**Extrait du texte**.

La voix envoûtante de Natasha Kanapé-Fontaine résonne tout près du Café littéraire. «C'est un chant innu qui m'est venu lors de la marche des peuples pour la Terre Mère, en juin dernier, explique l'auteure de N'entre pas dans mon âme avec tes chaussures. C'est un chant de gratitude, pour remercier le Créateur de nous avoir donné cette terre.» La jeune poète engagée intervenait dans un panel sur l'avenir des Premières Nations. Le public belge est-il réceptif aux problématiques autochtones? «Ils ne connaissent pas beaucoup le sujet, mais les gens sont intéressés», dit-elle. Au stand du Québec, les ventes vont bon train. «C'est au-delà de nos espérances, soutient Richard Prieur, directeur général de l'Association nationale des éditeurs de livres. On est débordés.» «Les gens débarquent avec des listes, parce qu'il y a beaucoup d'ouvrages qui ne sont pas disponibles en Europe, renchérit Louis-Frédéric Gaudet, éditeur chez Lux et président de Québec édition. Ils peuvent acheter pour 100 ou 150 euros de bouquins québécois.»

15h15

Michel Rabagliati aiguise ses crayons. En guise de dédicace, il fait un dessin original pour chaque personne qui vient à sa rencontre au stand du Québec. La file n'a pas dérougi depuis deux heures. «C'est surprenant, les gens me connaissent quand même beaucoup ici, dit-il, essoufflé, à l'issue de la séance. C'est le pays de la BD, les gens sont au courant.» Entre deux de dédicaces, celui qui a reçu en 2010 le Prix du public au festival d'Angoulême, pour Paul à Québec, est salué par la ministre québécoise de la Culture, Hélène David. «C'est extraordinaire, vraiment, souligne la ministre, à sa sortie de l'achalandé pavillon du Québec. On voit l'importance des auteurs québécois, l'importance reconnue dans la francophonie et internationalement.»

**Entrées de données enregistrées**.
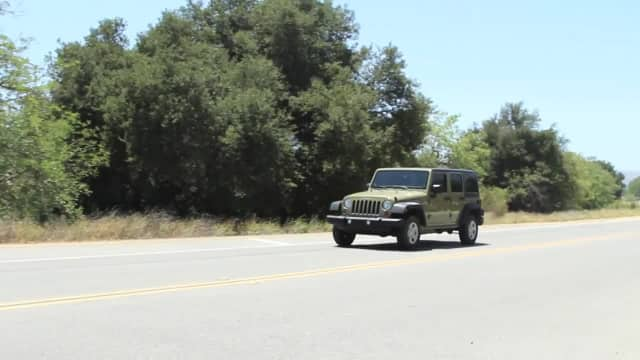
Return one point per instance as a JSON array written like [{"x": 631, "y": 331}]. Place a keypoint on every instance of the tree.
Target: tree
[
  {"x": 527, "y": 160},
  {"x": 45, "y": 154},
  {"x": 89, "y": 78},
  {"x": 239, "y": 107},
  {"x": 634, "y": 188},
  {"x": 617, "y": 175},
  {"x": 595, "y": 186},
  {"x": 446, "y": 145}
]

**Objectif**.
Répondez brièvement à ces questions sur l'extrait consacré au stand du Québec :
(a) Selon Natasha Kanapé-Fontaine, pourquoi le chant innu remercie-t-il le Créateur ?
(b) Pour quelle somme les visiteurs peuvent-ils acheter des livres québécois, d'après Louis-Frédéric Gaudet ?
(c) Quel prix Michel Rabagliati a-t-il reçu en 2010, et pour quel ouvrage ?
Ces données ne servent à rien ici.

**Réponse**.
(a) Pour nous avoir donné cette terre.
(b) Pour 100 ou 150 euros.
(c) Le Prix du public au festival d'Angoulême, pour Paul à Québec.